- **PROBLEMS AND TASKS**
1. Translate this sentence from the format string article into French: "Are C/C++ the only languages with security vulnerabilities?"
2. Decide whether each statement agrees with the format string article, answering yes or no and quoting the deciding words of the article: (a) Format string vulnerabilities have been known in C and C++ programs since at least 1999. (b) The format string vulnerability in WU-FTPD was discovered in June 1999. (c) Robert C. Seacord is Senior Vulnerability Analyst for CERT/CC.
3. Duplicate the part of the format string article that opens with the words containing "Dr. Dobb's |" and closes with "at [email protected].".

Dr. Dobb's | Programming Language Format String Vulnerabilities

Programming Language Format String Vulnerabilities

Are C/C++ the only languages with security vulnerabilities? What about Perl, PHP, Java, Python, and Ruby?

February 02, 2007
URL:http://www.drdobbs.com/security/programming-language-format-string-vulne/197002914

Hal is a Vulnerability Research at CERT. He can be contacted at www.hburch.com.
Robert C. Seacord is Senior Vulnerability Analyst for CERT/CC. He can be reached at [email protected].

Although not as well known as other vulnerability types such as buffer overflows, format string vulnerabilities have been known to exist in C and C++ programs since at least 1999, when a format string vulnerability was found in AnswerBook2 (cve.mitre.org/cgi-bin/cvename.cgi?name=CVE-1999-1417). Formatted output became a major focus of the security community in June 2000, when a format string vulnerability was discovered in the Washington University ftpd (WU-FTPD) software package (www.kb.cert.org/vuls/id/29823).

- **ENTRIES SUPPLIED**

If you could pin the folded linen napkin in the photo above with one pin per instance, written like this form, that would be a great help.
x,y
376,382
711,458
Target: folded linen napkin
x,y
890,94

- **RESULTS FOR THE EXERCISE**
1. Le C et le C++ sont-ils les seuls langages présentant des failles de sécurité ?

2.
(a) Yes: "format string vulnerabilities have been known to exist in C and C++ programs since at least 1999"
(b) No: "in June 2000, when a format string vulnerability was discovered in the Washington University ftpd (WU-FTPD) software package"
(c) Yes: "Robert C. Seacord is Senior Vulnerability Analyst for CERT/CC."

3.
Dr. Dobb's | Programming Language Format String Vulnerabilities

Programming Language Format String Vulnerabilities

Are C/C++ the only languages with security vulnerabilities? What about Perl, PHP, Java, Python, and Ruby?

February 02, 2007
URL:http://www.drdobbs.com/security/programming-language-format-string-vulne/197002914

Hal is a Vulnerability Research at CERT. He can be contacted at www.hburch.com.
Robert C. Seacord is Senior Vulnerability Analyst for CERT/CC. He can be reached at [email protected].